#### [Objective]
Put each line of the items below into a Markdown table with the columns Row and Line, numbering the rows and leaving out blank lines.

#### [Data entries]
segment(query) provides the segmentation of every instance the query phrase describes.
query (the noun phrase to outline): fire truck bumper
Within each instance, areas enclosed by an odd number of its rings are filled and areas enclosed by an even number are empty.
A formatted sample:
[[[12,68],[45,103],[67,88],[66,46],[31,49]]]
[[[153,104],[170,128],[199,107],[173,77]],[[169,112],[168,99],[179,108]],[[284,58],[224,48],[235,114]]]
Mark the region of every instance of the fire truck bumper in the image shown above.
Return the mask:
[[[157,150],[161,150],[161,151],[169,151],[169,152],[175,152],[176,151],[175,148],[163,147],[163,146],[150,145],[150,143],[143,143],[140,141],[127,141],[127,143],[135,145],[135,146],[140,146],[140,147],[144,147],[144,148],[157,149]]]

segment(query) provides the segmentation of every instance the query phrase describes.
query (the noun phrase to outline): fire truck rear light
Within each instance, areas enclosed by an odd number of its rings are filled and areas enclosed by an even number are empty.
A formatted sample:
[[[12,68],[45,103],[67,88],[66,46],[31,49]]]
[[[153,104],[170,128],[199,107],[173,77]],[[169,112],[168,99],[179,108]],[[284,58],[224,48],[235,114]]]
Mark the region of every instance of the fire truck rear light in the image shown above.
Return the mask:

#### [Task solution]
| Row | Line |
|---|---|
| 1 | segment(query) provides the segmentation of every instance the query phrase describes. |
| 2 | query (the noun phrase to outline): fire truck bumper |
| 3 | Within each instance, areas enclosed by an odd number of its rings are filled and areas enclosed by an even number are empty. |
| 4 | A formatted sample: |
| 5 | [[[12,68],[45,103],[67,88],[66,46],[31,49]]] |
| 6 | [[[153,104],[170,128],[199,107],[173,77]],[[169,112],[168,99],[179,108]],[[284,58],[224,48],[235,114]]] |
| 7 | Mark the region of every instance of the fire truck bumper in the image shown above. |
| 8 | Return the mask: |
| 9 | [[[157,150],[161,150],[161,151],[169,151],[169,152],[175,152],[176,151],[175,148],[163,147],[163,146],[150,145],[150,143],[143,143],[140,141],[127,141],[127,143],[135,145],[135,146],[140,146],[140,147],[144,147],[144,148],[157,149]]] |
| 10 | segment(query) provides the segmentation of every instance the query phrase describes. |
| 11 | query (the noun phrase to outline): fire truck rear light |
| 12 | Within each instance, areas enclosed by an odd number of its rings are filled and areas enclosed by an even number are empty. |
| 13 | A formatted sample: |
| 14 | [[[12,68],[45,103],[67,88],[66,46],[31,49]]] |
| 15 | [[[153,104],[170,128],[199,107],[173,77]],[[169,112],[168,99],[179,108]],[[284,58],[224,48],[235,114]]] |
| 16 | Mark the region of every instance of the fire truck rear light in the image shown above. |
| 17 | Return the mask: |